SET PROBLEM: Exclude the pictures, then quote exactly the lines from the one holding "bird beak with a single point per instance." through the last line of the records.

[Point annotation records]
+ + + + +

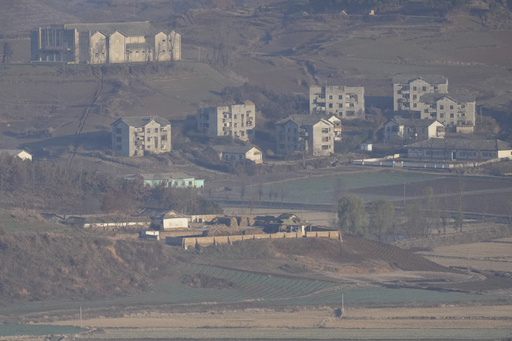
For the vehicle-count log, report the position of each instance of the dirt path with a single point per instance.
(480, 321)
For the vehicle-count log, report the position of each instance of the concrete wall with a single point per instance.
(207, 241)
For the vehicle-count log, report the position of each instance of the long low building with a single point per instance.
(459, 149)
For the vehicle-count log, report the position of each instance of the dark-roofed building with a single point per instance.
(238, 153)
(459, 149)
(407, 90)
(175, 179)
(455, 112)
(406, 130)
(305, 133)
(100, 43)
(136, 136)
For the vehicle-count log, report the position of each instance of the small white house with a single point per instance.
(173, 220)
(239, 153)
(367, 147)
(20, 153)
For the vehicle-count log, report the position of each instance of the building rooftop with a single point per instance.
(233, 149)
(141, 121)
(412, 122)
(461, 144)
(458, 98)
(129, 29)
(303, 120)
(431, 79)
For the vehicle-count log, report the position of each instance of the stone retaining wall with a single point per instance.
(218, 240)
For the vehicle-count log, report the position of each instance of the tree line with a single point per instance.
(46, 186)
(381, 220)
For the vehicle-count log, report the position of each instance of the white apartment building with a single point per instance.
(305, 133)
(102, 43)
(407, 90)
(136, 136)
(455, 112)
(236, 121)
(343, 101)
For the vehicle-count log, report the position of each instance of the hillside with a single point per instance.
(277, 49)
(45, 266)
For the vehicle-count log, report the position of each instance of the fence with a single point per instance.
(219, 240)
(386, 162)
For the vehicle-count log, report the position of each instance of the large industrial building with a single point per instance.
(104, 43)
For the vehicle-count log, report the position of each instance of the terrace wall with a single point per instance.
(219, 240)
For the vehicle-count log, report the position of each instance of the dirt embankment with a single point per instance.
(39, 266)
(495, 232)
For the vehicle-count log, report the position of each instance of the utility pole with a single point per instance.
(404, 194)
(342, 305)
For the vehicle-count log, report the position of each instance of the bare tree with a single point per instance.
(7, 52)
(221, 47)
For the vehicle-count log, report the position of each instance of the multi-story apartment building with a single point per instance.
(305, 133)
(343, 101)
(455, 112)
(407, 90)
(136, 136)
(236, 121)
(407, 130)
(103, 43)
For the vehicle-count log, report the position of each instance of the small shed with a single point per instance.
(20, 153)
(173, 220)
(367, 146)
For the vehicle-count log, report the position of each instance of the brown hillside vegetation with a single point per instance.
(41, 266)
(317, 257)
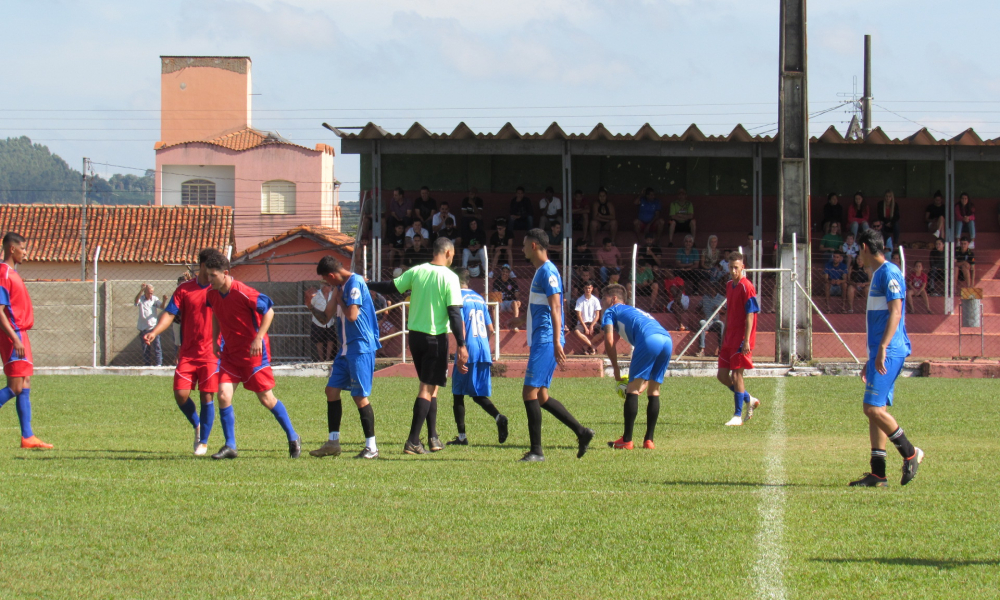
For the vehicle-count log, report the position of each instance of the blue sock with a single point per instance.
(228, 419)
(207, 420)
(190, 412)
(23, 406)
(281, 415)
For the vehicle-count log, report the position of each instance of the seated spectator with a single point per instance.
(681, 217)
(603, 216)
(648, 216)
(835, 278)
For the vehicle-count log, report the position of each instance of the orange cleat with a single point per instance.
(34, 442)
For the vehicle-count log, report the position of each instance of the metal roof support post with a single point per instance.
(793, 183)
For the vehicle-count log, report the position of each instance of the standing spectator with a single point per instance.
(681, 217)
(152, 353)
(965, 218)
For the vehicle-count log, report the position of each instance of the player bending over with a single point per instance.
(652, 347)
(474, 378)
(545, 337)
(736, 353)
(197, 365)
(888, 347)
(243, 315)
(17, 317)
(354, 366)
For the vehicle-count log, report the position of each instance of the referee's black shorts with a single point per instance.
(430, 357)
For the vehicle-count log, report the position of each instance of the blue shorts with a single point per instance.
(650, 358)
(879, 388)
(541, 366)
(353, 372)
(477, 382)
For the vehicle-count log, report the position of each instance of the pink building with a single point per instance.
(209, 154)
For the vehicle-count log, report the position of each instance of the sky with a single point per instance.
(83, 78)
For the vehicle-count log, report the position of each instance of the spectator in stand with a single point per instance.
(522, 215)
(835, 279)
(857, 214)
(588, 313)
(934, 215)
(833, 212)
(603, 215)
(551, 208)
(648, 216)
(965, 218)
(916, 287)
(681, 217)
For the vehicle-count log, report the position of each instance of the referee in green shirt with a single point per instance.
(435, 301)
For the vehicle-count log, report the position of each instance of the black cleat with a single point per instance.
(911, 465)
(502, 429)
(225, 452)
(584, 440)
(870, 480)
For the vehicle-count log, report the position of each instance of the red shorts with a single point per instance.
(732, 359)
(197, 374)
(254, 376)
(12, 365)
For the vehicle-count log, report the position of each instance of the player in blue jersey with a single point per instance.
(651, 349)
(888, 347)
(545, 337)
(354, 366)
(473, 378)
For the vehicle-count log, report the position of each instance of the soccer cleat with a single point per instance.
(329, 448)
(33, 443)
(225, 452)
(620, 444)
(870, 480)
(583, 440)
(911, 465)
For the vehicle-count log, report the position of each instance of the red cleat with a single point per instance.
(34, 442)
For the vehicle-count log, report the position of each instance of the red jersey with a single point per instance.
(15, 299)
(239, 313)
(741, 299)
(190, 305)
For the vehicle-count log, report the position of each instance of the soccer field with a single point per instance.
(122, 509)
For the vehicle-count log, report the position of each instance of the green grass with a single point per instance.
(121, 508)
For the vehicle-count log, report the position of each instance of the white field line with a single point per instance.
(768, 575)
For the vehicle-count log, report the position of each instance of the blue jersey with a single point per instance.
(632, 324)
(476, 316)
(887, 285)
(546, 283)
(360, 336)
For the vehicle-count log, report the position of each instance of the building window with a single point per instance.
(195, 192)
(277, 198)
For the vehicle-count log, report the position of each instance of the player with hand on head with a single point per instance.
(474, 378)
(354, 366)
(888, 347)
(243, 315)
(651, 349)
(17, 317)
(736, 353)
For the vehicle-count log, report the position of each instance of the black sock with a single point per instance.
(534, 425)
(631, 410)
(898, 438)
(652, 414)
(484, 402)
(557, 410)
(878, 462)
(420, 408)
(460, 413)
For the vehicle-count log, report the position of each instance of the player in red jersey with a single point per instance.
(736, 353)
(16, 318)
(243, 315)
(197, 365)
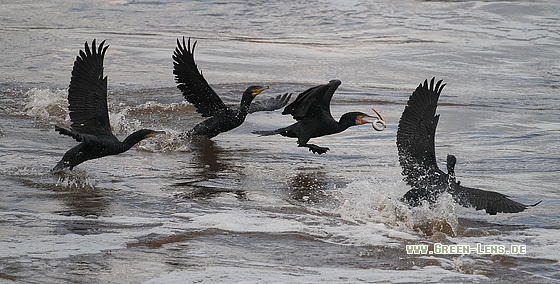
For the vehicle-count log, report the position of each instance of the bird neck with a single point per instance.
(245, 103)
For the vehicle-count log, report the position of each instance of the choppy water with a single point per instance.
(254, 209)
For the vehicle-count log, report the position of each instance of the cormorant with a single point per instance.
(87, 99)
(415, 143)
(198, 92)
(312, 111)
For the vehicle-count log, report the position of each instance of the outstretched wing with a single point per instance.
(492, 202)
(416, 134)
(416, 146)
(270, 104)
(313, 102)
(87, 94)
(191, 82)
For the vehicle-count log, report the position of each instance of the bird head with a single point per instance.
(148, 133)
(377, 122)
(255, 90)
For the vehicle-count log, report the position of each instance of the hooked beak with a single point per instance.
(379, 123)
(258, 90)
(151, 134)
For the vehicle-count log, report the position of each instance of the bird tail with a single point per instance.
(267, 133)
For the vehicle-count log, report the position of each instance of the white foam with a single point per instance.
(289, 274)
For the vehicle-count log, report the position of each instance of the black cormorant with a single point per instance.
(416, 146)
(87, 102)
(312, 111)
(196, 90)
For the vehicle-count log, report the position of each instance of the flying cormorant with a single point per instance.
(87, 99)
(416, 146)
(198, 92)
(312, 111)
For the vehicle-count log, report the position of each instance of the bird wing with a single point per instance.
(87, 94)
(270, 104)
(313, 102)
(492, 202)
(416, 135)
(191, 82)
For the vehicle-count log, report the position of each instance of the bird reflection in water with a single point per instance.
(310, 185)
(213, 172)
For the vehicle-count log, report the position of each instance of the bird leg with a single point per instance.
(315, 149)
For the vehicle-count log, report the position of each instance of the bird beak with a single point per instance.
(151, 134)
(258, 90)
(379, 123)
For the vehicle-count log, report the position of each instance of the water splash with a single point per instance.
(76, 179)
(370, 201)
(46, 104)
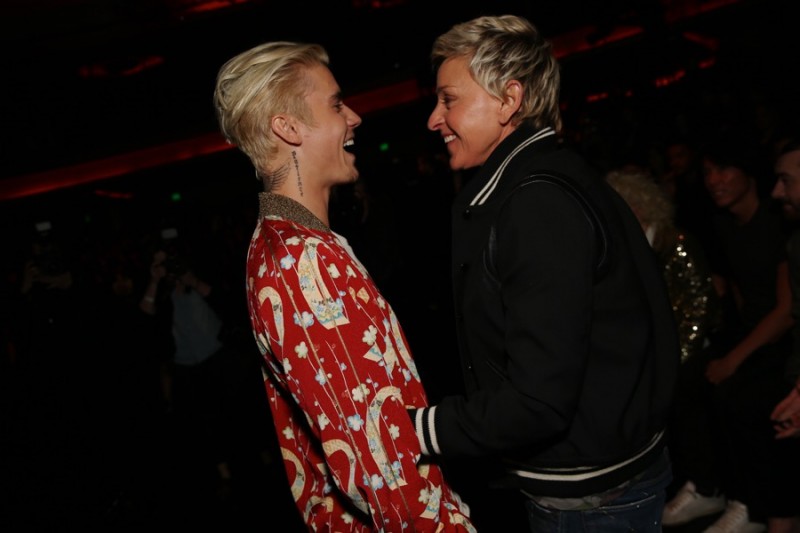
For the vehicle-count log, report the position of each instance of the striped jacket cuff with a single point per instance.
(426, 430)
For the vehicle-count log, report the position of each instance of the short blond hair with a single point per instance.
(504, 48)
(258, 84)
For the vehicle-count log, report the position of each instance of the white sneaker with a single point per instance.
(688, 505)
(735, 520)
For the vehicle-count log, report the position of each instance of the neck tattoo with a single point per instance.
(297, 169)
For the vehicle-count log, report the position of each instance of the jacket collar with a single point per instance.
(521, 139)
(277, 206)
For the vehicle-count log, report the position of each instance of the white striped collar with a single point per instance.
(491, 184)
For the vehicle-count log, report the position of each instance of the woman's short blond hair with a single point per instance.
(258, 84)
(504, 48)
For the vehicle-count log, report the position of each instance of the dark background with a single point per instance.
(92, 89)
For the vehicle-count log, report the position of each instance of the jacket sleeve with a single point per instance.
(336, 353)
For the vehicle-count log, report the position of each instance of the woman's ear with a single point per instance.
(285, 127)
(512, 100)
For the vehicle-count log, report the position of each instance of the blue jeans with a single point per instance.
(638, 510)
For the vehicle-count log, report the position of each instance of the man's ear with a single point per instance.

+ + + + +

FINISHED EXERCISE:
For the vehicle-count log, report the position of each instance of the bird beak with a single point per instance.
(151, 134)
(258, 90)
(379, 123)
For the vehicle-count log, report the position of each instance of the water splash with a single point per instance.
(76, 179)
(370, 201)
(46, 104)
For the vehicle-count log, report the position of each instance of the striped jacket cuff with a single point per instance.
(426, 430)
For the vehicle-count log, report the position of each instance of the short blond hair with a single point per instance.
(504, 48)
(258, 84)
For the vehicle-count log, report the position of each instance of the white sneaker with a single point per instance.
(688, 505)
(735, 520)
For the vehicle-count log, report the position of each instance of the neck tattoo with a single point per instance.
(297, 169)
For the vehicle-count log, report the position of each instance of the jacket collar with a single point per instance.
(521, 139)
(277, 206)
For the vehicle-count log, report the position of each instance of the white striped collar with a single point per instance.
(491, 184)
For the vehicle-count log, report the position of each instance of the woman's short blond hair with a single point per instance.
(258, 84)
(504, 48)
For the vehicle-count log, report the position of each instance of the dark background with a single point per instance.
(92, 89)
For the vehicle-count log, report the position of each instance of the jacket sleeve with a single point per instance.
(336, 353)
For the vehicle-count log, report the position of each instance of the woman's ear with a single point per instance.
(285, 127)
(512, 100)
For the vehicle-count log, report the position of each instance of the blue jeans with a single point per instance.
(638, 510)
For the vehicle-count log, report the position of each instance of the man's ear with a single point per instance.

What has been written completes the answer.